Passage provided:
◆ ◆ ◆ ◆

I elaborate on the idea of using man-made climate change to fight climate change, whether man-made or not.
Climate engineering, or what I call Operation Sunscreen, would mean trying to alter the heat absorption properties of the atmosphere. The goal might be to reduce average temperatures by, say, 2 degrees centigrade.
I have no idea how to reduce heat absorption, but one can imagine a number of possible approaches to climate engineering: putting reflectors out into space; using some physical or chemical process to “wash” carbon out of the atmosphere; or coming up with a way to reduce concentrations of water vapor (the most abundant greenhouse gas) in the atmosphere.
… it would be rather a shame to toss away $400 billion dollars a year using the de-industrialization strategy and then discover “Oops, the cause of global warming wasn’t carbon-dioxide emissions after all. It must have been something else, because temperatures are still rising, even though we reduced emissions to levels that we thought would stabilize global temperature.” Instead, climate engineering could reduce global average temperature regardless of whether global warming is caused by carbon-dioxide emissions or not.
UPDATE: Astronomer Roger Angel thinks that the reflector idea could work.
“The concept builds on existing technologies,” Angel said. “It seems feasible that it could be developed and deployed in about 25 years at a cost of a few trillion dollars. With care, the solar shade should last about 50 years. So the average cost is about $100 billion a year, or about two-tenths of one percent of the global domestic product.”
READER COMMENTS
Ronnie Horesh
Nov 2 2006 at 7:52am
Thank you Arnold for seeing clearly that the problem is not anthropogenic greenhouse gas emissions, but climate instability. With incentives to achieve society’s real goal – climate stability – we’d channel human ingenuity far more effectively. Kyoto is about spending vast amounts of resources and political capital on what a group of bureaucrats using 1990s science once thought would be the best way of stopping climate change. Now even these guys admit it’s not going to achieve anything. We need diverse, adaptive approaches that can respond to our rapidly expanding knowledge of all the scientific relationships.
Don Robertson
Nov 2 2006 at 10:44am
No matter the problem, no matter the solution, if it’s an exclusively empirical solution, the resulting biproducts of the processes of empirical reason will give rise to problems tenfold that of the original problem. (Robertson’s law.)
Don Robertson, The American Philosopher
Limestone, Maine
An Illustrated Philosophy Primer for Young Readers
Precious Life – Empirical Knowledge
The Grand Unifying Theory & The Theory of Time
http://www.geocities.com/donaldwrobertson/index.html
Art Auctions:
http://www.artbyus.com/auctions.php?a=6&b=4807
Robert Speirs
Nov 2 2006 at 10:50am
And of course none of the proposed “solutions” could have unwanted side effects. Nah. We know far too much about the mechanisms of climate change to fall for that!

◆ ◆ ◆ ◆

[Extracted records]
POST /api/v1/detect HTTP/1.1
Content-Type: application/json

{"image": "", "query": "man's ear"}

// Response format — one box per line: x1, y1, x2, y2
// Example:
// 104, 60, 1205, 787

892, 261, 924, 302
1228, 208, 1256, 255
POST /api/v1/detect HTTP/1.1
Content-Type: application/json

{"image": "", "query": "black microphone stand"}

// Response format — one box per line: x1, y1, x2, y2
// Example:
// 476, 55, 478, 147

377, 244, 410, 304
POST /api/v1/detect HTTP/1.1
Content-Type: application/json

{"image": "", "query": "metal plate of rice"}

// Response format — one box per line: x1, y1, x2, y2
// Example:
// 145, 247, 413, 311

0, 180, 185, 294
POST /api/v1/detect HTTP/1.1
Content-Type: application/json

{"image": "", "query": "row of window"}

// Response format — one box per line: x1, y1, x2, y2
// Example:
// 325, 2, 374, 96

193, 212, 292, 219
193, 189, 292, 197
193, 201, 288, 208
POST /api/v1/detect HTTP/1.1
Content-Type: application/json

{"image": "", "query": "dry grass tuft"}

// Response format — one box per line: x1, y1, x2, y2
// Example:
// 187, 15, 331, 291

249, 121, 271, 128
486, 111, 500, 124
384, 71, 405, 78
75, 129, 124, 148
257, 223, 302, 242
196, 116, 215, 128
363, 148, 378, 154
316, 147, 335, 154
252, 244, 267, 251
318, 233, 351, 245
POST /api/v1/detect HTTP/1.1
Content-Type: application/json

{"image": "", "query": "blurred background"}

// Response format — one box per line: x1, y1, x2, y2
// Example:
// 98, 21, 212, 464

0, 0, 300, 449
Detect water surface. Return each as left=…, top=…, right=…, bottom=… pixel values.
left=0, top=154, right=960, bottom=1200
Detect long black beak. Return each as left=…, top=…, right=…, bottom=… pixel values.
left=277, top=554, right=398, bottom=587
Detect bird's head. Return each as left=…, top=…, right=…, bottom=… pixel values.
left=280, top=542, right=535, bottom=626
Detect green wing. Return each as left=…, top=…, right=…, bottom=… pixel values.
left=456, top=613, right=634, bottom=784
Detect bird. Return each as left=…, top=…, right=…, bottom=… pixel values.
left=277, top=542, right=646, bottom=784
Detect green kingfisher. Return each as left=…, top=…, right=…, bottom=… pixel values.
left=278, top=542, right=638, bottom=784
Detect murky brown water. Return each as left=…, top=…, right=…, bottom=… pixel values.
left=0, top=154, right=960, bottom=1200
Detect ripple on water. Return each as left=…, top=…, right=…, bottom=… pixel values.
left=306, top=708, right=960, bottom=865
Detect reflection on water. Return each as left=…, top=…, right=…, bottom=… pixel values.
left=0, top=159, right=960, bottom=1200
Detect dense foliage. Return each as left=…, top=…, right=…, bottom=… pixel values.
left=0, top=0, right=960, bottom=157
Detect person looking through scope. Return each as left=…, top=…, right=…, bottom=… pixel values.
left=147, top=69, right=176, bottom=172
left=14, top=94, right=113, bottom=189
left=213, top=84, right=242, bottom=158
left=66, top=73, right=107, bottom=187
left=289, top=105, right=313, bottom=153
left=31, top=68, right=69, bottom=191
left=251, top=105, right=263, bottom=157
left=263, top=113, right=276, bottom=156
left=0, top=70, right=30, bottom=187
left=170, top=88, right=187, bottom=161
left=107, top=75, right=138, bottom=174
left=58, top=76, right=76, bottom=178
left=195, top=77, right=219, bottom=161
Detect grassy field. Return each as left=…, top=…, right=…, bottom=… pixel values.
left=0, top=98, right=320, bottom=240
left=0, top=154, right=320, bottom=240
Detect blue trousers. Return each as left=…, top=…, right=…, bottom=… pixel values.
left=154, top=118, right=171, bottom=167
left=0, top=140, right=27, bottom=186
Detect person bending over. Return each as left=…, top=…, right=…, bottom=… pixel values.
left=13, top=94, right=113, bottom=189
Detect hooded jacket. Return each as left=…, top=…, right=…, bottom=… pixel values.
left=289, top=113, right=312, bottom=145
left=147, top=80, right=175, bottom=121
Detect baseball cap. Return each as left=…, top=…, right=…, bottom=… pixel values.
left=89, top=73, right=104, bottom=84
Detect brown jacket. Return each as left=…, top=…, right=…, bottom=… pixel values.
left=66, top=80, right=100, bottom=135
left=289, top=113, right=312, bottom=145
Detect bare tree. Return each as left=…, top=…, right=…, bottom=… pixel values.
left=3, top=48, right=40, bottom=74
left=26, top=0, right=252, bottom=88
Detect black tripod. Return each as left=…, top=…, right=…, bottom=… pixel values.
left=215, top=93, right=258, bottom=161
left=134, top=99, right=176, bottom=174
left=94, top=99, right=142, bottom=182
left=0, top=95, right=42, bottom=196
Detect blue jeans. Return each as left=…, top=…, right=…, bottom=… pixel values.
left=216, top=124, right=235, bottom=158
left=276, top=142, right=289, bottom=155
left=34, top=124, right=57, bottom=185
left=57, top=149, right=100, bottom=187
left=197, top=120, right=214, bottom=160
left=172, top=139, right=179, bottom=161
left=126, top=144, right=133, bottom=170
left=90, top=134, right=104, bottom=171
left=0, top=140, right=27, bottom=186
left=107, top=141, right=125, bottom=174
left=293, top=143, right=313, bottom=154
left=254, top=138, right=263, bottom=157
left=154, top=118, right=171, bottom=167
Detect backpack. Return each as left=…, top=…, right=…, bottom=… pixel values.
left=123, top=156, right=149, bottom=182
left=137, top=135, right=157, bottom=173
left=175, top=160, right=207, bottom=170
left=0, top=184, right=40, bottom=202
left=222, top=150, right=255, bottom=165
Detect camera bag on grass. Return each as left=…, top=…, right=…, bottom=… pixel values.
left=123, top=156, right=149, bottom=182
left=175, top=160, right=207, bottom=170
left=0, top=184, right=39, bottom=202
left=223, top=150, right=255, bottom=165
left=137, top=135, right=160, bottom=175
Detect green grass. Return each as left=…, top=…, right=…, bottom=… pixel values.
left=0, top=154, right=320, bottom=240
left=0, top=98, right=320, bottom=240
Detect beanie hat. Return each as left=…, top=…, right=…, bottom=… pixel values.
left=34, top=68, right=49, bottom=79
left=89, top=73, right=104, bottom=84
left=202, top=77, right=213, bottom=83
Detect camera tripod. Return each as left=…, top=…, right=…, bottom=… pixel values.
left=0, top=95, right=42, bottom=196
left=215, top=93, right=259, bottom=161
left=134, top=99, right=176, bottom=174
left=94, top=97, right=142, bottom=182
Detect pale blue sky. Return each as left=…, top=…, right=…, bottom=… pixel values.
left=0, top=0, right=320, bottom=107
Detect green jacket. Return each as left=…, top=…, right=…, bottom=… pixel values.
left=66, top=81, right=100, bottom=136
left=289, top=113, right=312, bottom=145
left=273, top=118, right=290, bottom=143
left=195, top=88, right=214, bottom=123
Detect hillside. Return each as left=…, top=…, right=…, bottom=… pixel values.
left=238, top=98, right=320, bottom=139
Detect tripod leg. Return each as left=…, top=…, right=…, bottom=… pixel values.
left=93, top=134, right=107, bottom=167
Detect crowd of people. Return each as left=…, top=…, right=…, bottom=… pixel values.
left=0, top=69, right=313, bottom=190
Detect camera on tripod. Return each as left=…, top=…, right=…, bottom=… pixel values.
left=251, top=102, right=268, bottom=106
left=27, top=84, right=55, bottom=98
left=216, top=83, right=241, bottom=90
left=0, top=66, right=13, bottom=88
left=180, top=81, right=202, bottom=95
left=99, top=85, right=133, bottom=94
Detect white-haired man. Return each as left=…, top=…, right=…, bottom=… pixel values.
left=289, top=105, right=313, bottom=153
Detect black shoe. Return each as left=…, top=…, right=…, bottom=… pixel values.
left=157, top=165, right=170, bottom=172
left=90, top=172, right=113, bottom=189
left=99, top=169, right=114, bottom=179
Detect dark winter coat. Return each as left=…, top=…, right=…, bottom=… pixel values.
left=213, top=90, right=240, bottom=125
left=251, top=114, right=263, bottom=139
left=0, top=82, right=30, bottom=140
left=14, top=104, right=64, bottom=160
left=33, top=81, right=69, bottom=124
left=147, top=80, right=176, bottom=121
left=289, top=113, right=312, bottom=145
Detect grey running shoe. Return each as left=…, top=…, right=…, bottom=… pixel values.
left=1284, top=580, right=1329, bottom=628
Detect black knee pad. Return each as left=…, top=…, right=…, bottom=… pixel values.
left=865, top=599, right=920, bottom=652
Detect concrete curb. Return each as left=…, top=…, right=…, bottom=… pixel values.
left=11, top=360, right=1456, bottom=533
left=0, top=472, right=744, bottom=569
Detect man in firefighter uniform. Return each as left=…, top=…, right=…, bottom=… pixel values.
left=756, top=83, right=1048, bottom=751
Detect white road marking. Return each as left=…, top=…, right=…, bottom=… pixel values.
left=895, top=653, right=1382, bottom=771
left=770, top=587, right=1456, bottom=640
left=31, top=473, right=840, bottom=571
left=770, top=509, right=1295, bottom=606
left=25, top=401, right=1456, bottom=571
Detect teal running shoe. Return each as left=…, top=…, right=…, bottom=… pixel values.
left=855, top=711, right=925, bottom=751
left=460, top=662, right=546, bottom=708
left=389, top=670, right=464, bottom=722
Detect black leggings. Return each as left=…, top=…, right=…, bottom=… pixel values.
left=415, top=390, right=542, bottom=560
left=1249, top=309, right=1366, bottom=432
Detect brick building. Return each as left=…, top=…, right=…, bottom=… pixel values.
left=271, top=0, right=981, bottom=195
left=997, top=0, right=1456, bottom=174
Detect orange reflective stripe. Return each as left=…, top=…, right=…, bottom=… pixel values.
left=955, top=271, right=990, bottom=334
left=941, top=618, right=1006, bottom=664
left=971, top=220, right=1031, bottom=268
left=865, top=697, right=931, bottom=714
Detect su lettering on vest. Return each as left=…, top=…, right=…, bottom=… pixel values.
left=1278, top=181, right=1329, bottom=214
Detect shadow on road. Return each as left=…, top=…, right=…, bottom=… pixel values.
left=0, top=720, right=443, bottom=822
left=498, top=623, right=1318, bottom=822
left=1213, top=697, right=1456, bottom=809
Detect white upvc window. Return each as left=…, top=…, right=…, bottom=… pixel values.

◆ ◆ ◆ ◆

Continue the climate engineering post and its reader comments from the point where it stops.

But, say, why exactly is a “stable climate” desirable? What calculation exactly was it that established beyond dispute what the correct temperature of the earth is and why we have to maintain it at that level, within one degree, forever, or die miserably?
BT
Nov 2 2006 at 11:09am
Science does not get better or worse over time. The theory of relativity is the same as it was in the 40’s. The problem is not climate change but rather the speed of this change. Current data is only serving to strengthen the conclusion of the 1990’s models. Climate change is happening rapidly and humans are the most likely cause of this accelerated change.
The cause of rapid global warming is not carbon dioxide emissions, it is the emissions of greenhouse gases. The CCX exchange offers varying rates for different gases. Methane for example (aka natural gas) has four times the impact of carbon dioxide on the atmosphere. Carbon Dioxide just happens to be the most abundant pollutant.
I disagree that reducing carbon emissions is a “de-industrialization.” Compared to ten years ago, cars offer more horsepower, better efficiency and even lower emissions. And Adjusted for inflation, fuel economy and safety equipment they cost about the same.
dan
Nov 2 2006 at 11:10am
Let’s put the scientists right on this! Then they can cure the hunger problem, think about how much that will boost the global economy right? Then we’ll just have them scientists cure aids! How did we never think about this?
Approaches to climate engineering the global warming problem away, as far as I’ve seen, are little more than infantile promising ideas. Depending primarily on solutions that don’t exist yet and may not within a reasonable time frame seems wreckless. One must utilize tools available to fix a problem, rather than putting blind faith in those that could be developed.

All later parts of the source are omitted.